▶ _Records to use_:
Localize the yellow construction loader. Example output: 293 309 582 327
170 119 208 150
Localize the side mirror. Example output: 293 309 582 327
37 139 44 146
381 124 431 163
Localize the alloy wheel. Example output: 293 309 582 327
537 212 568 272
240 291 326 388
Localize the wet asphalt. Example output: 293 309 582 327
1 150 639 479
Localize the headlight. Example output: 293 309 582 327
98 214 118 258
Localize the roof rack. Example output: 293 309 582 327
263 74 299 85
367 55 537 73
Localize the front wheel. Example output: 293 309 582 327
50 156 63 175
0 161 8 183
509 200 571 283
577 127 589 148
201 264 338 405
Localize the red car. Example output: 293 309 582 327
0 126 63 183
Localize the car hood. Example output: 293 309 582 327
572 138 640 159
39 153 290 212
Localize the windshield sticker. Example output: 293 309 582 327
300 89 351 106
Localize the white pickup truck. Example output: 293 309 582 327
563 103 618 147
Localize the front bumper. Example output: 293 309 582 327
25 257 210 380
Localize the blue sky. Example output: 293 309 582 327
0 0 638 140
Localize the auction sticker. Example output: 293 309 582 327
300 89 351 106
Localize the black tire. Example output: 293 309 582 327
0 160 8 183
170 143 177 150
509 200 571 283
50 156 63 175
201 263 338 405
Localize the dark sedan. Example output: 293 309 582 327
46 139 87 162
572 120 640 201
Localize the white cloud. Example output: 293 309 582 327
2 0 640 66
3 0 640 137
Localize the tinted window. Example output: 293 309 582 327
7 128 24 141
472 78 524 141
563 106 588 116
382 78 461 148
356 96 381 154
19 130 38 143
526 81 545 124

▶ _Exercise aim_:
Write all of the data above again, exactly as given.

▶ _Exercise output_:
Localize the yellow construction loader. Example output: 293 309 582 327
170 119 208 150
Localize the side mirror. Example output: 293 309 582 327
37 139 44 146
381 124 431 163
Localize the alloy wheel. Example output: 293 309 582 327
537 212 568 272
240 291 326 388
Localize the wet asphalt. Example output: 293 309 582 327
1 150 639 479
Localize the headlight. Example output: 293 309 582 327
98 214 118 258
Localize the roof rack. Example output: 293 309 582 327
263 74 299 85
367 55 537 73
Localize the front wheel. Example output: 293 309 582 327
50 156 63 175
0 161 8 183
509 200 571 283
577 127 589 148
201 264 338 405
Localize the red car. Example output: 293 309 582 327
0 126 63 183
Localize the car hood. Example output: 293 309 582 327
572 138 640 159
39 153 290 212
Localize the windshield sticker. Example output: 293 309 582 327
300 89 351 106
Localize the white pickup truck. Example output: 293 309 582 327
563 103 618 147
Localize the front bumper. Example output: 293 309 582 327
25 257 210 380
Localize the blue sky. Example output: 293 309 582 327
0 0 638 140
Localize the auction sticker. Example output: 293 309 582 327
300 89 351 106
Localize the black tire. Example output: 293 309 582 327
0 160 8 183
170 143 177 150
509 200 571 283
50 156 63 175
201 263 338 405
Localize the dark sedan. Example output: 293 309 582 327
46 139 87 162
572 120 640 201
Localize the white cloud. Example output: 293 309 582 327
2 0 640 66
3 0 640 137
Localize the tinted window. Example output: 293 309 582 327
7 128 24 141
472 78 524 141
563 106 588 116
382 78 461 148
356 96 381 154
19 130 38 143
526 81 545 124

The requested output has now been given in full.